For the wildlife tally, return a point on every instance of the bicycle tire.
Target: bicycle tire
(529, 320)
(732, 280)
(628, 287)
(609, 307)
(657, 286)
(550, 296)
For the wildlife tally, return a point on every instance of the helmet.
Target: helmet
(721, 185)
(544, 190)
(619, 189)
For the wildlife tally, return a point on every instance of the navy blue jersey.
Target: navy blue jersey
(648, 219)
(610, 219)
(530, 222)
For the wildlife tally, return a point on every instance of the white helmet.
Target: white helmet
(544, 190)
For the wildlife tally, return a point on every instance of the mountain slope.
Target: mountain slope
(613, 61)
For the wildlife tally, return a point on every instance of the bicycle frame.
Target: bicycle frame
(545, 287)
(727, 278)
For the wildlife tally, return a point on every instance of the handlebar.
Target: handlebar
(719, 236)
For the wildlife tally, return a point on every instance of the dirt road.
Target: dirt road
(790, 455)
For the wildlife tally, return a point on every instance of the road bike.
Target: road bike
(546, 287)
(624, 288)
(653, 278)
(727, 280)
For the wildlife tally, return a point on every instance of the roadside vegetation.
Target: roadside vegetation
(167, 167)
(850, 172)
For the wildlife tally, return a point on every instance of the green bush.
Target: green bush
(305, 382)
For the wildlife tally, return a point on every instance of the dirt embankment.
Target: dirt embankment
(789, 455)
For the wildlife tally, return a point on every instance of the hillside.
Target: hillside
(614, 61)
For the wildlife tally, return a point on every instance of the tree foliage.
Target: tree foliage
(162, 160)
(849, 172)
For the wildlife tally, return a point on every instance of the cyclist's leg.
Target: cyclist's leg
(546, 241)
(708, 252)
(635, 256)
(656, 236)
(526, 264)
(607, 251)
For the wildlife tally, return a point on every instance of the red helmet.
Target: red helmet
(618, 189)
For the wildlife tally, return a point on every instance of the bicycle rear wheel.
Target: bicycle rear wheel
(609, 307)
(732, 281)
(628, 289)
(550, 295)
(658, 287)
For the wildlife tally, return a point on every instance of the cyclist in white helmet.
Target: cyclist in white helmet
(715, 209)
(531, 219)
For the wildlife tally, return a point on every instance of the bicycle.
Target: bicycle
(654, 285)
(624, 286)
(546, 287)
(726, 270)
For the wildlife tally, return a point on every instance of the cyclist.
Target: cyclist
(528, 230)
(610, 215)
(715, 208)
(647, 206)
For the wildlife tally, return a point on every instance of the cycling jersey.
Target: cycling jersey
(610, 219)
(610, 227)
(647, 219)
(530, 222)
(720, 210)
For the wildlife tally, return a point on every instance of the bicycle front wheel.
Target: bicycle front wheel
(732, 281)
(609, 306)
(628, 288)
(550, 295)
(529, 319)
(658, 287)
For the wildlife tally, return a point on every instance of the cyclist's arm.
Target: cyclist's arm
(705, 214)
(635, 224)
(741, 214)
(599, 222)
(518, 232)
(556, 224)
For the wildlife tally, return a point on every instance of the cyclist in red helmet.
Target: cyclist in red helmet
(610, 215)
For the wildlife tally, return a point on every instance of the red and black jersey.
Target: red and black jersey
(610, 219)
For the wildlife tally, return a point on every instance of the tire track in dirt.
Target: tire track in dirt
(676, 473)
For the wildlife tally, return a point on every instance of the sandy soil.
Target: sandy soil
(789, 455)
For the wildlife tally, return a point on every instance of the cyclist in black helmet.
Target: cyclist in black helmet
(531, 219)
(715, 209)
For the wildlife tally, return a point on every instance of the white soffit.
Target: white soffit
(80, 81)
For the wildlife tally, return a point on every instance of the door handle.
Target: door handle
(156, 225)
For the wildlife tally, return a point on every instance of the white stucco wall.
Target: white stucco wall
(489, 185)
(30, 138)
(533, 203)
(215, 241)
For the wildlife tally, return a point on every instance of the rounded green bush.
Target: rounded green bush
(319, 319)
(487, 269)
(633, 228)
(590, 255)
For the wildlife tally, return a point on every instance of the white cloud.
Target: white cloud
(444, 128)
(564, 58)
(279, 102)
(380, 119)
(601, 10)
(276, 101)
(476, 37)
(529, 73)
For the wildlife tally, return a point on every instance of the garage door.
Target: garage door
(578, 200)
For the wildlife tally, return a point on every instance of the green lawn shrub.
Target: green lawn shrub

____________

* Requirements
Reproduce all of the data above verbatim, line for line, without altering anything.

* Task result
For the wildlife tally, return a point on every instance of the bicycle tire.
Target: bicycle tire
(529, 320)
(732, 280)
(628, 287)
(609, 307)
(657, 286)
(550, 296)
For the wildlife tally, return a point on every instance of the helmet.
Target: helmet
(721, 185)
(544, 190)
(619, 189)
For the wildlife tally, return a point on every instance of the navy blue jersey.
Target: navy blue jersey
(648, 219)
(610, 219)
(530, 222)
For the wildlife tally, return a point on every instance of the white helmet.
Target: white helmet
(544, 190)
For the wildlife tally, return a point on every instance of the mountain slope.
Target: mountain slope
(613, 61)
For the wildlife tally, return a point on every instance of the bicycle frame.
Target: bicycle frame
(545, 287)
(727, 278)
For the wildlife tally, return a point on every instance of the handlebar.
Target: handlebar
(719, 236)
For the wildlife tally, return a point on every instance of the dirt road.
Target: dirt road
(790, 455)
For the wildlife tally, return a point on every instance of the road bike.
Target: road bike
(546, 287)
(624, 288)
(653, 278)
(727, 280)
For the wildlife tally, return a point on every instance of the roadside vegetation.
Target: roadside vegetation
(167, 167)
(850, 172)
For the wildlife tally, return a point on every instance of the green bush.
Target: green bush
(305, 382)
For the wildlife tally, return a point on every instance of the dirt embankment.
Target: dirt embankment
(789, 455)
For the wildlife tally, return a point on every instance of the hillside.
Target: hillside
(614, 61)
For the wildlife tally, return a point on every instance of the tree foliage.
Target: tree foliage
(162, 160)
(849, 172)
For the wildlife tally, return a point on every instance of the cyclist's leg.
Target: cyclist's leg
(546, 241)
(708, 252)
(635, 256)
(656, 236)
(526, 264)
(607, 251)
For the wildlife tally, return a point on every instance of the red helmet.
Target: red helmet
(618, 189)
For the wildlife tally, return a point on every instance of the bicycle rear wheel.
Target: bicycle rear wheel
(609, 307)
(732, 281)
(628, 289)
(550, 295)
(658, 287)
For the wildlife tally, return a point on every instance of the cyclist in white helmet.
Target: cyclist in white helmet
(715, 209)
(531, 219)
For the wildlife tally, return a point on every instance of the bicycle.
Target: bicycle
(654, 285)
(624, 286)
(546, 287)
(726, 270)
For the wildlife tally, return a point on every instance of the cyclist.
Target: cyclist
(528, 230)
(610, 215)
(715, 208)
(647, 206)
For the wildlife tally, return a point on every instance of the cycling jersey.
Target: cycling jersey
(610, 219)
(610, 227)
(647, 219)
(530, 222)
(720, 210)
For the wildlife tally, return a point on every instance of the bicycle front wheel.
Target: bicycle front wheel
(732, 281)
(609, 306)
(628, 288)
(550, 295)
(529, 319)
(658, 287)
For the wildlife tally, return a point on every instance of the cyclist's arm.
Target: cyclist's arm
(705, 214)
(635, 224)
(741, 214)
(599, 222)
(518, 232)
(556, 224)
For the wildlife tally, return a point on every instance of the cyclist in red helmet.
Target: cyclist in red helmet
(610, 215)
For the wildlife tally, return a point on every instance of the red and black jersey.
Target: red and black jersey
(610, 219)
For the wildlife tally, return a point on every instance of the tire track in dirt.
Target: tire track in dirt
(676, 473)
For the wildlife tally, return a point on every instance of the sandy soil.
Target: sandy soil
(789, 455)
For the wildlife tally, return a point on every instance of the cyclist in black helmet.
Target: cyclist in black helmet
(531, 219)
(715, 209)
For the wildlife tally, return a point on every instance of the white soffit.
Target: white soffit
(80, 81)
For the wildlife tally, return a point on every instance of the door handle.
Target: door handle
(156, 225)
For the wildlife tally, return a point on every instance of the white stucco wall.
Target: white stucco wall
(489, 185)
(30, 138)
(533, 203)
(215, 241)
For the wildlife tally, return a point on every instance of the rounded green bush.
Target: rounded green bush
(319, 319)
(487, 269)
(633, 228)
(590, 255)
For the wildlife tally, return a point on every instance of the white cloud.
Target: white cloud
(444, 128)
(564, 58)
(279, 102)
(380, 119)
(601, 10)
(276, 101)
(476, 37)
(529, 73)
For the wildlife tally, return a point on every instance of the garage door.
Target: garage door
(578, 200)
For the wildlife tally, return a point on every instance of the green lawn shrub.
Target: green lawn shrub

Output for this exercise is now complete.